> _EXERCISE AIM_
Print all records exactly, leaving nothing out.

> _DATA RECORDS_
* begin *

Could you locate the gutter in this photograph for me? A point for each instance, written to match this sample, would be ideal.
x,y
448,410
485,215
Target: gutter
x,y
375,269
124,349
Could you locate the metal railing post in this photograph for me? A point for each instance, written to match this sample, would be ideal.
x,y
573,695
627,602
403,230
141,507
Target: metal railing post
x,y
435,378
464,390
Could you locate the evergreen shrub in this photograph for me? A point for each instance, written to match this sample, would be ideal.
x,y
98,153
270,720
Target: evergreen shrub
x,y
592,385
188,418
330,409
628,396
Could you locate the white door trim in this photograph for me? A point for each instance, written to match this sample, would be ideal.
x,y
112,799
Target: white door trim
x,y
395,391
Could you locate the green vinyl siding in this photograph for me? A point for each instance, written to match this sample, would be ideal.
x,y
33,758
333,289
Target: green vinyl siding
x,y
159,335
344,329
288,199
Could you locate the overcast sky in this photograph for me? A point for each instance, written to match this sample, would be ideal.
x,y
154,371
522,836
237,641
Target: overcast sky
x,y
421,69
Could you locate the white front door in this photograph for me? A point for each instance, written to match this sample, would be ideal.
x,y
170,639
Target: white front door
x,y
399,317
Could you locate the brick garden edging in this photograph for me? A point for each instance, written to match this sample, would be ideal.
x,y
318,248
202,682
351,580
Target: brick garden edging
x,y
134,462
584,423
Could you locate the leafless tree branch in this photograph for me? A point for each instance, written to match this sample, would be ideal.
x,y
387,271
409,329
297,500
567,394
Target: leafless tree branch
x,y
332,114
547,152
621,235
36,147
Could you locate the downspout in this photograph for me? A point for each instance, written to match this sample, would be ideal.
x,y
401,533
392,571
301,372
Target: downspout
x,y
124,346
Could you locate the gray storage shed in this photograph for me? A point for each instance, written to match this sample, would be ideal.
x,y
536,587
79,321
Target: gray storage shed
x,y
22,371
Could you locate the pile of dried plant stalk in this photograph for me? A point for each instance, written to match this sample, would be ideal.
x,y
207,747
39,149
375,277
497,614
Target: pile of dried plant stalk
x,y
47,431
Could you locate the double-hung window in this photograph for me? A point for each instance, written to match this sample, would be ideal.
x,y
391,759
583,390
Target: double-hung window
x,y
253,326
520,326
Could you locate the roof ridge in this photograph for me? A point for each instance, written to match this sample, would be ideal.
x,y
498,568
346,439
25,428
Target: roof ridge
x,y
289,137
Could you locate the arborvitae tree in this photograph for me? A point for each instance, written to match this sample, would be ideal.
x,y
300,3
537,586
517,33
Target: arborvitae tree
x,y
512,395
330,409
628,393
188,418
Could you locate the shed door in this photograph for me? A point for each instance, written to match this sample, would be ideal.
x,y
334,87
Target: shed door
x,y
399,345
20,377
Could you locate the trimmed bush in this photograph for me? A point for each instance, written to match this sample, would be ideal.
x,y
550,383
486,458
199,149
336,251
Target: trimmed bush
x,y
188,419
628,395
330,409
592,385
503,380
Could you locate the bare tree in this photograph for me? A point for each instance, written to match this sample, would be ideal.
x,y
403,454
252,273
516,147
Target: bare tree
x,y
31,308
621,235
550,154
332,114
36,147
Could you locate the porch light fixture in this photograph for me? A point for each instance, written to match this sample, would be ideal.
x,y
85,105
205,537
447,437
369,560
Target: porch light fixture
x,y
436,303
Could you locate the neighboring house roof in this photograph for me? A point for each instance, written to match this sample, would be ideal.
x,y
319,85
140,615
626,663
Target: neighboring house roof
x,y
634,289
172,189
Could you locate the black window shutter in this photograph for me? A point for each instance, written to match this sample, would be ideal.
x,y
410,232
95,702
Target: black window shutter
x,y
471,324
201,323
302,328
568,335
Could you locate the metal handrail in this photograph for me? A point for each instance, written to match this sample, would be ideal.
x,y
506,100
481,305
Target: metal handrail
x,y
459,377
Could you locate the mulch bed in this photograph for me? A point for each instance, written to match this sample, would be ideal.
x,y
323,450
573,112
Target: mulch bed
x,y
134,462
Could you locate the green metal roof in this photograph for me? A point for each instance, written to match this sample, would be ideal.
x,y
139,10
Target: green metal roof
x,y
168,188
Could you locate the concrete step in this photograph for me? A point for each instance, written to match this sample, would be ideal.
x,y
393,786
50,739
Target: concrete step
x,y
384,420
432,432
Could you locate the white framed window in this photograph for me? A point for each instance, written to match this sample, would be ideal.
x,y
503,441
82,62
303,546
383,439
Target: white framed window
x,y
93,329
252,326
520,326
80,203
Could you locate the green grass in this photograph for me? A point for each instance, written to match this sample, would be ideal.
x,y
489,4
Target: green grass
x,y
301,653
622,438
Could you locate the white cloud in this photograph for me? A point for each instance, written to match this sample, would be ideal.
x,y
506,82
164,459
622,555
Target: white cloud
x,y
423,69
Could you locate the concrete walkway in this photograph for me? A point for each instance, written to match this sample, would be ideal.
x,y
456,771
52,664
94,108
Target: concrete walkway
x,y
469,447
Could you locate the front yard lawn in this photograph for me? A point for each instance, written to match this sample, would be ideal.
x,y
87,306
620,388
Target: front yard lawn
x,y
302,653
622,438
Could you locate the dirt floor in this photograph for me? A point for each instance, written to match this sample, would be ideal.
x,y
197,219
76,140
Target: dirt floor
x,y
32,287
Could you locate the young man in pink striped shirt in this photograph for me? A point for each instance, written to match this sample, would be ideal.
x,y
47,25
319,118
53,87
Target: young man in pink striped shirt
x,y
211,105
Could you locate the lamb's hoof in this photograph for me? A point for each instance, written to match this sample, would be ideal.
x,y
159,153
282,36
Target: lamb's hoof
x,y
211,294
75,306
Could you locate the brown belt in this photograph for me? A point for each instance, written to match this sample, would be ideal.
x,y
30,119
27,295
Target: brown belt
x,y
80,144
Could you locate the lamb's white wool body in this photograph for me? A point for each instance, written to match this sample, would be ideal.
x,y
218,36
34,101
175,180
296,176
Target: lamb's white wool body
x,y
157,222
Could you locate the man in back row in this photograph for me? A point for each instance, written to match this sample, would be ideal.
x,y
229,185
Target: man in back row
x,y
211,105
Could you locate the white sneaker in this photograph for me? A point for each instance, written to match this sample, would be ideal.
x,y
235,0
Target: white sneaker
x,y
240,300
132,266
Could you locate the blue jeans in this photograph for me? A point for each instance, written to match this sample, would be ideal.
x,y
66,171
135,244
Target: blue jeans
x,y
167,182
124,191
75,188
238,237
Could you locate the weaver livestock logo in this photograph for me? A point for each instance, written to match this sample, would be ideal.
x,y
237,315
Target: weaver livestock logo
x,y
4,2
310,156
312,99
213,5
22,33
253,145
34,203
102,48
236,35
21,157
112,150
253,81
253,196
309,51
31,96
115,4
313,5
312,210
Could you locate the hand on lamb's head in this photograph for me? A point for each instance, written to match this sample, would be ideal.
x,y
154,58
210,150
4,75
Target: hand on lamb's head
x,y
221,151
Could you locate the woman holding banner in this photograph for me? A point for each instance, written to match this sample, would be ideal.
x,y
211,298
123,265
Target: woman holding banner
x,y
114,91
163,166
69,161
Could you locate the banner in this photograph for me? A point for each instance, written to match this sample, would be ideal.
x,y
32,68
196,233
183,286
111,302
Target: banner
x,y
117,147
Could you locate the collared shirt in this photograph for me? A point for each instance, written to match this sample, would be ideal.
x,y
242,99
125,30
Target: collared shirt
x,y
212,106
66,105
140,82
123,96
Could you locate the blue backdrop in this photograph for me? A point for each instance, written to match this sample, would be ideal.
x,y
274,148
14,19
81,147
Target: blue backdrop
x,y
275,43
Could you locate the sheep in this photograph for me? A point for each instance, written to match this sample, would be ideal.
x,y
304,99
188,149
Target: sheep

* end *

> _RESULT OF THE TASK_
Could you locate the gutter in this photograph for me? A point for each instance, written to match this sample, would be ideal.
x,y
448,410
485,215
Target: gutter
x,y
375,269
124,349
Could you locate the metal railing post in this photograph for me? A point for each instance, written to match this sample, would be ideal.
x,y
573,695
627,602
403,230
141,507
Target: metal railing post
x,y
435,378
464,390
Could you locate the evergreen shrub in this photograph for me? A point for each instance, written to match this sample, would be ideal.
x,y
98,153
270,720
Target: evergreen shrub
x,y
592,385
188,418
330,409
628,396
Could you locate the white door trim in this photograph for me? A point for each instance, written to match this sample, would be ideal.
x,y
112,799
Target: white door trim
x,y
395,391
Could you locate the green vinyl siding in this photograph for me? A point for each instance, written to match this sample, would be ideal.
x,y
33,758
333,289
Target: green vinyl siding
x,y
159,335
344,329
288,199
Could you locate the overcast sky in this photograph for me? A point for each instance, written to match this sample, would be ideal.
x,y
154,371
522,836
237,641
Target: overcast sky
x,y
421,69
Could you locate the white front door in this photograph for me? A point for each instance, written to match this sample, would be ideal.
x,y
170,639
Target: white front door
x,y
399,317
Could you locate the brick garden edging in this photograph for me? A point for each instance, written to match this sample, would be ideal.
x,y
318,248
202,682
351,580
Target: brick garden edging
x,y
134,462
584,423
Could you locate the leafless tree branch in this photograph for me? A point for each instance, written to match this sample, would be ideal.
x,y
387,271
409,329
297,500
567,394
Target: leafless tree branch
x,y
332,114
547,152
621,235
36,147
Could you locate the downspout in this photograph for me? A point for each instance, written to match this sample, would be ideal.
x,y
401,533
392,571
301,372
Target: downspout
x,y
124,346
Could you locate the gray storage shed in this photograph for me? A point for each instance, written to match this sample, would be ideal.
x,y
536,587
79,321
Target: gray storage shed
x,y
22,371
Could you locate the pile of dried plant stalk in this photograph for me? A point for each instance, written to match this sample, would be ideal.
x,y
207,747
39,149
375,277
497,614
Target: pile of dried plant stalk
x,y
47,431
Could you locate the double-hung window in this photograph for me? A point for each instance, written to match this sample, would be ideal.
x,y
391,759
583,390
Target: double-hung window
x,y
253,326
520,326
Could you locate the roof ridge in this photograph for me? A point for each instance, written to match this sample, would be ideal.
x,y
498,568
346,439
25,428
Target: roof ridge
x,y
289,137
Could you locate the arborvitae tree in this photograph for me? A point for each instance, written to match this sample, would be ideal.
x,y
300,3
537,586
517,33
Target: arborvitae tree
x,y
512,395
330,409
628,393
188,418
Could you locate the shed door in this photograph for me? A point for each instance, written to match this sample, would be ideal.
x,y
334,87
Target: shed door
x,y
399,345
20,377
Could you locate the trimmed bush in this photograph for me? A point for each instance, written to match this sample, would be ideal.
x,y
550,383
486,458
199,149
336,251
Target: trimmed bush
x,y
188,419
628,395
330,409
592,385
503,380
Could you locate the bare tree in this photograph for me? A point for each instance, written to match this sample, would be ideal.
x,y
403,454
252,273
516,147
Target: bare tree
x,y
31,308
621,235
550,154
332,114
36,147
Could you locate the porch light fixture in this photograph for me? A point for each instance, written to match this sample, would be ideal.
x,y
85,105
205,537
447,437
369,560
Target: porch light fixture
x,y
436,303
Could you locate the neighboring house roof in this photograph for me? A point for each instance, written to match this sample, would be ideal.
x,y
319,85
140,615
626,663
Target: neighboring house roof
x,y
634,289
172,189
Could you locate the black window shutter in this photograph for me? A point for each instance, written to match this sample, would be ideal.
x,y
410,232
95,702
Target: black window shutter
x,y
471,324
201,323
302,328
568,335
Could you locate the metal handrail in this photograph for me? A point for each instance, written to match this sample, would be ideal.
x,y
506,100
481,305
Target: metal handrail
x,y
459,377
Could you locate the mulch bed in this photograph for me? A point for each instance, written to match this sample, would be ideal.
x,y
323,450
573,112
Target: mulch bed
x,y
134,462
Could you locate the green metal roof in this photograph for me? A point for each instance, written to match this sample, would be ideal.
x,y
139,10
Target: green metal roof
x,y
168,188
Could you locate the concrete step in this photograph for me? A point for each instance, written to match this sample, would be ideal.
x,y
393,786
50,739
Target: concrete step
x,y
384,420
432,432
Could you locate the white framed window in this photograph for me? A point for each instance, written to match this sample, would be ideal.
x,y
503,441
82,62
303,546
383,439
Target: white framed window
x,y
93,329
252,326
520,326
80,203
Could you locate the green grass in this photograph for me? A point for each instance, written to match this sample, would be ideal.
x,y
489,4
Target: green grass
x,y
301,653
622,438
Could you locate the white cloud in this photograph for me? A point for each instance, written to match this sample, would be ideal.
x,y
506,82
164,459
622,555
Target: white cloud
x,y
423,69
Could you locate the concrete walkway in this photograph for me? A point for each instance, written to match this sample, would be ideal.
x,y
456,771
52,664
94,108
Target: concrete walkway
x,y
469,447
Could you locate the front yard lawn in this photograph for me? A point for each instance, written to match this sample, would be ideal.
x,y
87,306
620,388
Target: front yard lawn
x,y
302,653
622,438
Could you locate the dirt floor in this photograph for me? A point for each instance, written to match this sample, would be ideal.
x,y
197,219
76,140
Target: dirt floor
x,y
32,287
Could you locate the young man in pink striped shirt in this photograph for me? A point for each instance, written to match this sample, would be ideal.
x,y
47,25
319,118
53,87
Target: young man in pink striped shirt
x,y
211,105
Could you locate the lamb's hoof in this photograph for me? A point for each instance, written to match this sample, would be ideal.
x,y
159,153
282,36
Target: lamb's hoof
x,y
211,294
75,306
Could you locate the brown belt in this photograph for me? A point for each instance, written to match this sample, would be ideal.
x,y
30,119
27,295
Target: brown belt
x,y
80,144
Could you locate the lamb's white wool body in this photograph for me? A point for each instance, written to match this sample, would be ideal.
x,y
218,36
34,101
175,180
296,176
Target: lamb's white wool body
x,y
157,222
Could you locate the man in back row in this photograph for me? A point for each instance, written to match this sample, would be ideal.
x,y
229,185
Target: man in back row
x,y
211,105
Could you locate the white sneaker in this photograph for me? A point for each instance, written to match this sample, would be ideal.
x,y
235,0
Target: white sneaker
x,y
240,300
132,266
Could you locate the blue jeans in this photograph for me? A point for each instance, written to match this sample, would be ideal.
x,y
66,171
135,244
Target: blue jeans
x,y
167,182
124,191
75,188
238,237
Could you locate the weaver livestock logo in this photograph for me? A point for each instance, written to match this sample, would be ideal.
x,y
237,315
Target: weaver livestock logo
x,y
4,2
310,156
312,99
213,5
22,33
253,145
34,203
102,48
236,35
21,157
112,150
253,81
253,196
309,51
31,96
115,4
313,5
312,210
Could you locate the hand on lamb's head in this photograph for me? A point for each instance, written to match this sample, would be ideal.
x,y
154,58
210,150
4,75
Target: hand on lamb's head
x,y
221,151
Could you locate the woman holding banner in this photograph for me? A point for each instance, written to match this sample, would be ideal.
x,y
211,298
123,265
Target: woman holding banner
x,y
114,91
163,166
69,161
Could you locate the banner in this photograph for me? A point for each instance, written to match this sample, would be ideal.
x,y
32,68
196,233
183,286
111,302
Target: banner
x,y
117,147
Could you locate the collared shirt in this photograph for me? A point for each instance, written to match this sample, would be ideal.
x,y
242,99
125,30
Target: collared shirt
x,y
212,106
66,105
140,82
123,96
Could you locate the blue backdrop in this photograph for me? A point for each instance, written to match this sample, would be ideal.
x,y
274,148
14,19
81,147
Target: blue backdrop
x,y
275,43
Could you locate the sheep in this photograph for me? A point for each instance, written to match this sample, would be ideal.
x,y
304,99
188,149
Target: sheep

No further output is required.